_WHAT TO WORK ON_.
Copy all of the material below exactly.

Stored entries:
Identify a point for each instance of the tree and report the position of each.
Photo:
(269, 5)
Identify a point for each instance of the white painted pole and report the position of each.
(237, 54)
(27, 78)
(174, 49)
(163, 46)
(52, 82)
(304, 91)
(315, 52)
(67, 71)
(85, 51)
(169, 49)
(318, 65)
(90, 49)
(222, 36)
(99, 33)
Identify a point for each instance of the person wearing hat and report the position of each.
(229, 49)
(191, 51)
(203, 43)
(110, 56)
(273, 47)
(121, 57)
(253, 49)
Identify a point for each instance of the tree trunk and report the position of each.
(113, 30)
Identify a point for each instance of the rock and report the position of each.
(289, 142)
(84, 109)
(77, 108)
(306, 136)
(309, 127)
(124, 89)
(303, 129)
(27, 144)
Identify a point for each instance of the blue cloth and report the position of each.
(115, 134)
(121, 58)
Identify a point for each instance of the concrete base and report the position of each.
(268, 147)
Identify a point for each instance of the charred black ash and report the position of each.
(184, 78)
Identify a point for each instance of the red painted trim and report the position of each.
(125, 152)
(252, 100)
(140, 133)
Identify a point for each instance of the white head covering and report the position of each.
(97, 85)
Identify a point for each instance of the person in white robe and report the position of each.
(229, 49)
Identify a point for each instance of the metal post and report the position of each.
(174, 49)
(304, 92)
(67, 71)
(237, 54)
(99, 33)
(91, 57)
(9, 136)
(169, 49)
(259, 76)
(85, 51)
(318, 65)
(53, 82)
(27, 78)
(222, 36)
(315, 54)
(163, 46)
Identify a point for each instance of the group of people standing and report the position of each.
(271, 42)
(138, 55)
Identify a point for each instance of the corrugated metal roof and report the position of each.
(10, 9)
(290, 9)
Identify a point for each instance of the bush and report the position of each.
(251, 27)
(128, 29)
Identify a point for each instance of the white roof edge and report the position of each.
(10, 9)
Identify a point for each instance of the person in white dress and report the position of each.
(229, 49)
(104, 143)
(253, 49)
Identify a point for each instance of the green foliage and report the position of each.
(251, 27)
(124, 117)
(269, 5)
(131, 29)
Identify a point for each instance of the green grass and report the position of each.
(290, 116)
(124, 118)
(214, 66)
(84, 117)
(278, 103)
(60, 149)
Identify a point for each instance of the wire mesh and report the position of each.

_RESULT OF THIS EXERCISE_.
Identify a point for each instance of the tree and report the position of each.
Photo:
(269, 5)
Identify a point for each instance of the white painted pole and report the position of each.
(237, 54)
(27, 78)
(174, 49)
(163, 46)
(52, 82)
(304, 91)
(315, 52)
(67, 71)
(85, 51)
(169, 49)
(318, 65)
(90, 49)
(222, 36)
(99, 33)
Identify a point for each instance of the person wearing hat and report the position of each.
(229, 49)
(191, 51)
(203, 43)
(110, 56)
(273, 47)
(121, 57)
(253, 49)
Identify a point for each instance of the tree trunk and report the position of each.
(113, 30)
Identify a point for each instance of the rock and report the position of each.
(289, 142)
(84, 109)
(77, 108)
(306, 136)
(309, 127)
(124, 89)
(303, 129)
(27, 144)
Identify a point for each instance of the blue cloth and report the position of each.
(115, 134)
(121, 58)
Identify a point for each instance of the concrete base and report the position of each.
(268, 147)
Identify a point for each instance of the charred black ash and report the position of each.
(184, 78)
Identify a point for each instance of the red painted trim and report the position of each.
(125, 152)
(252, 100)
(140, 133)
Identify a point for each instance of the white head covering and report the position of each.
(97, 85)
Identify a point for each instance of the person in white robe and report the position of each.
(229, 49)
Identify a point for each instance of the metal post and report the position of each.
(174, 49)
(304, 92)
(67, 71)
(237, 54)
(99, 33)
(91, 57)
(9, 136)
(169, 49)
(259, 76)
(85, 51)
(318, 65)
(53, 82)
(27, 78)
(222, 36)
(315, 54)
(163, 46)
Identify a point for each instance of the group of people standing and report the position of each.
(271, 42)
(138, 55)
Identify a point for each instance of the corrugated metal roof and report the position of each.
(10, 9)
(290, 9)
Identify a point for each instance of the bush and report the position of each.
(251, 27)
(128, 29)
Identify a point for each instance of the white roof edge and report the position of each.
(10, 9)
Identify a point for each instance of the person in white dress and report the position of each.
(229, 49)
(104, 143)
(253, 49)
Identify a point for each instance of the green foliage and report the position of each.
(251, 27)
(124, 117)
(269, 5)
(131, 29)
Identify a point for each instance of the green grass and report the position of each.
(290, 116)
(124, 118)
(214, 66)
(84, 117)
(278, 103)
(60, 149)
Identify a point for each instance of the wire mesh and report the position of each.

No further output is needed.